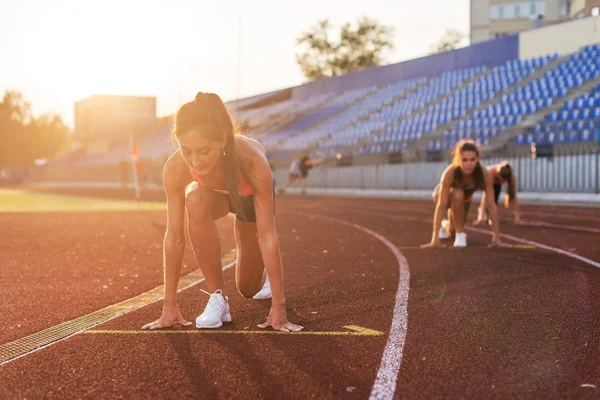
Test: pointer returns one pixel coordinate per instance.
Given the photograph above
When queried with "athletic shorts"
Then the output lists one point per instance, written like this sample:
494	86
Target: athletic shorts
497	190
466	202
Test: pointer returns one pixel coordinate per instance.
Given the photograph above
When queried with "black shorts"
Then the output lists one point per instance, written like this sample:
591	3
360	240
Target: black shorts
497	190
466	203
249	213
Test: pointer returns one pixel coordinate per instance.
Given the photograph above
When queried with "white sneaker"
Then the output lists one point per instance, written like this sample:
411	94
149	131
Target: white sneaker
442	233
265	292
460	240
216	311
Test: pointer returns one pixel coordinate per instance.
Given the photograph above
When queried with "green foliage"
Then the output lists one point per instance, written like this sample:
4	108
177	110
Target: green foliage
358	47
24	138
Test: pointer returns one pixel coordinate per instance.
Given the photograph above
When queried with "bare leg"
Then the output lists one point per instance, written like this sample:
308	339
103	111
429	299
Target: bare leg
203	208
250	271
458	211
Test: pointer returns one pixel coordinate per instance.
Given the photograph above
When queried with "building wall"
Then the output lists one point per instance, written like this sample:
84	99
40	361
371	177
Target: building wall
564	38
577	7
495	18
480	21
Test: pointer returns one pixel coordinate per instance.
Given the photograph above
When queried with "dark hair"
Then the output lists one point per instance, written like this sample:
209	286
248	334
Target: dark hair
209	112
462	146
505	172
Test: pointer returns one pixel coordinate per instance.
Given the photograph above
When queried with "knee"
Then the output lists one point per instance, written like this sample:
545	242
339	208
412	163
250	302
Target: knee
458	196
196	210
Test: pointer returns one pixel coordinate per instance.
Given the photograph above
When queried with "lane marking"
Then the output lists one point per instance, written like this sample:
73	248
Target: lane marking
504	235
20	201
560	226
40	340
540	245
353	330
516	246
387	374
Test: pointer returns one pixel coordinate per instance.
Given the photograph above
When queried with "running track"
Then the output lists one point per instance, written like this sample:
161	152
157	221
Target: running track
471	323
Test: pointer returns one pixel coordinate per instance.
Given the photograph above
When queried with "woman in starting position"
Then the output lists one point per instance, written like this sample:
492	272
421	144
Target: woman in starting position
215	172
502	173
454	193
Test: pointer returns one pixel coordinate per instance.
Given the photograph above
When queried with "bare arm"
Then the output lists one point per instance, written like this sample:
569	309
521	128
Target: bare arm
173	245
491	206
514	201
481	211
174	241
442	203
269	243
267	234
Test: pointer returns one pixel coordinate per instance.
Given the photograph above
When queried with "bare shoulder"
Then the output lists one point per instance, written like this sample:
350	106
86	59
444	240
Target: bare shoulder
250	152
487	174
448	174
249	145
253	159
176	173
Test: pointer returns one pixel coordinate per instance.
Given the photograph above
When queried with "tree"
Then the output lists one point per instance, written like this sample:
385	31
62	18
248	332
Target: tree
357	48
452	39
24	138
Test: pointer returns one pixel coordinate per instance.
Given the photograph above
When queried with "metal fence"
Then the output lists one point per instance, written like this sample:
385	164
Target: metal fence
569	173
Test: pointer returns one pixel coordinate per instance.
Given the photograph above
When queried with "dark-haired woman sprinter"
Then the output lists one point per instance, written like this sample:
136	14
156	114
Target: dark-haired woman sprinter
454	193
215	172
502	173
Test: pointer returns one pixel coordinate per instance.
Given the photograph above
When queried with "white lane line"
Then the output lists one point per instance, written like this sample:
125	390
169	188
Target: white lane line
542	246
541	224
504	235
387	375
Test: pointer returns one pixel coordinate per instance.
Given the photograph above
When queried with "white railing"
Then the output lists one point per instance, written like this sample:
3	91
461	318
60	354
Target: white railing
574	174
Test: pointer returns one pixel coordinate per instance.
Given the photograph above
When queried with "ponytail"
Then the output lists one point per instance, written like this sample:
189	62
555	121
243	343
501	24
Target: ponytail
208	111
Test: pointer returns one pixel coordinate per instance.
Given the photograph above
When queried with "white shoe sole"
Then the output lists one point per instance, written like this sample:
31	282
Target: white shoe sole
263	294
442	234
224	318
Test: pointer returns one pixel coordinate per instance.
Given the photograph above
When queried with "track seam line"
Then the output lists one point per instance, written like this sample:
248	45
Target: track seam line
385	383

------------------------------------------------

AIM OF THE EXERCISE
Print the records above exactly as they stand, but leave out the pictures.

SOLUTION FOR THIS PROBLEM
Test: pointer returns one pixel coordinate per instance.
Given the photograph above
When queried with "athletic shorts"
Then the output lists one point per instance, written like this sample:
494	86
Target: athletic shorts
497	190
466	202
Test: pointer returns one pixel coordinate per instance.
Given the photograph above
When queried with "black shorts"
Then the output lists one point per instance, written like this sample:
591	3
360	240
Target: black shorts
497	190
466	203
249	213
Test: pointer returns one pixel coordinate per instance.
Given the photograph above
When queried with "white sneaker"
Then the output lists one point per instance, written like this sample:
411	94
149	131
Target: white sneaker
442	233
265	292
460	240
216	311
Test: pointer returns one pixel coordinate per instance.
Given the photograph above
When queried with "green foliage"
Then the output lists one point per instance, written like this sample:
4	108
177	110
Target: green foliage
358	47
24	138
Test: pointer returns one pixel coordinate per instance.
Given the photograph above
When queried with "bare leg"
Then the output lists one point per instance, written like this sample:
308	339
103	111
429	299
Target: bare leg
203	208
250	271
458	211
Test: pointer returns one pixel coordinate per instance.
Given the photograph above
When queried with "building wall"
Then the output lists one point per instance, written like this sample:
84	99
40	361
371	177
Target: building wall
564	38
577	7
495	18
480	21
Test: pointer returns one pixel coordinate per instance.
Given the photograph above
When queried with "dark hair"
Then the output lists one point per instance, written like this sample:
209	286
248	334
Target: dark hair
209	112
462	146
505	172
Test: pointer returns one pixel coordinate per instance.
Given the photograph above
When queried with "knee"
Then the output lists one point per instance, written like this sample:
545	242
339	208
412	163
250	302
Target: knee
458	196
196	210
Test: pointer returns one pixel coordinate per instance.
Given the photograph above
When queried with "lane marking"
Then the output lists one point per instance, written like this sample:
73	248
Target: lane marking
504	235
20	201
560	226
40	340
540	245
353	330
516	246
387	374
Test: pointer returns one pixel coordinate per instance.
Given the photograph above
When queried with "running track"
Then the output lists one point per instance, written like this sample:
161	152
157	221
Target: running track
471	323
Test: pointer returns one pixel coordinate per instance.
Given the photograph above
When queried with "woman in starting position"
Then the output lists one point per instance, written like this sample:
492	272
421	144
Target: woman in starting position
215	172
502	173
454	193
Test: pointer returns one pixel coordinate per instance.
Given the photograph above
When queried with "bare arm"
Then the output lists one point per instance, written like this sample:
569	309
521	128
Target: bare arm
173	245
491	206
514	201
481	211
174	241
442	203
269	243
267	234
Test: pointer returns one pixel coordinate per instance.
Given the photograph above
When queried with "bare shoulder"
Then the output lists one point per instance, written like this sample:
350	106
86	59
444	240
Target: bare shoulder
250	152
487	174
448	174
249	145
253	159
176	173
Test: pointer returns one pixel coordinate per instance.
Given the photograph above
When queried with "tree"
Then the output lists one point per instance, written like this sample:
385	31
62	18
248	332
Target: tree
357	48
452	39
24	138
Test: pointer returns one pixel coordinate per instance.
Given the photograph above
When queried with "metal fence"
Then the output lists one point per instance, written like this sample:
385	164
Target: metal fence
569	173
Test: pointer returns one pixel coordinate per instance.
Given the photograph above
When queried with "dark-haired woman sprinter"
Then the output lists one point per instance, written like this sample:
136	14
156	114
Target: dark-haired woman sprinter
454	193
215	172
502	173
Test: pointer returns one pixel coordinate per instance.
Given the photograph above
When queried with "white lane line"
Then the output lists one point per instance, written like this sample:
125	390
169	188
Target: white lane line
542	246
541	224
504	235
387	375
Test: pointer returns one pixel coordinate per instance.
Given the photograph above
When queried with "white railing"
Then the output lists one point per instance, written like this sample:
3	91
461	318
60	354
Target: white railing
574	174
Test: pointer returns one pixel coordinate per instance.
Given the photograph above
When queried with "ponytail"
Then the output lists one point per instance, written like this sample:
189	62
555	121
243	343
501	24
Target: ponytail
208	111
Test: pointer returns one pixel coordinate per instance.
Given the photograph above
When queried with "white shoe sole"
Then the output lists one point per instance, written like this sample:
31	282
Target: white shoe sole
263	294
442	234
224	318
Test: pointer returns one pixel coordinate per instance.
Given the photograph above
When queried with "track seam line"
Then the output lists one point per instance, written like this sample:
248	45
Target: track seam line
385	383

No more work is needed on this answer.